- Task to complete -
Copy out the lines below word for word, leaving out the pictures.

- Data records -

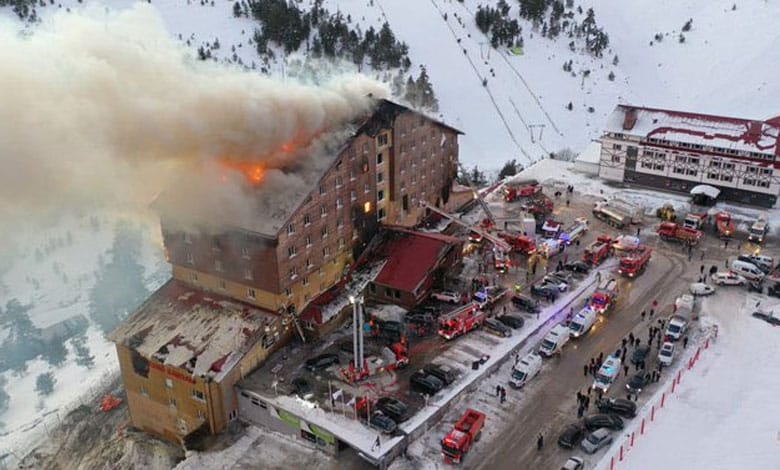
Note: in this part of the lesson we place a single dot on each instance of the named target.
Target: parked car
(619, 406)
(578, 267)
(728, 278)
(767, 317)
(545, 290)
(574, 463)
(526, 303)
(302, 388)
(447, 296)
(562, 285)
(700, 288)
(323, 361)
(603, 420)
(571, 435)
(512, 321)
(666, 353)
(393, 408)
(425, 383)
(640, 354)
(638, 382)
(497, 328)
(382, 423)
(444, 373)
(596, 440)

- Finished answer -
Note: in this part of the lesson we place a single dot on each instance of the named target.
Target: parked car
(619, 406)
(578, 267)
(728, 278)
(767, 317)
(545, 290)
(574, 463)
(526, 303)
(302, 388)
(447, 296)
(562, 285)
(700, 288)
(323, 361)
(603, 420)
(571, 435)
(512, 321)
(666, 353)
(393, 408)
(425, 383)
(640, 354)
(638, 382)
(497, 328)
(382, 423)
(444, 373)
(596, 440)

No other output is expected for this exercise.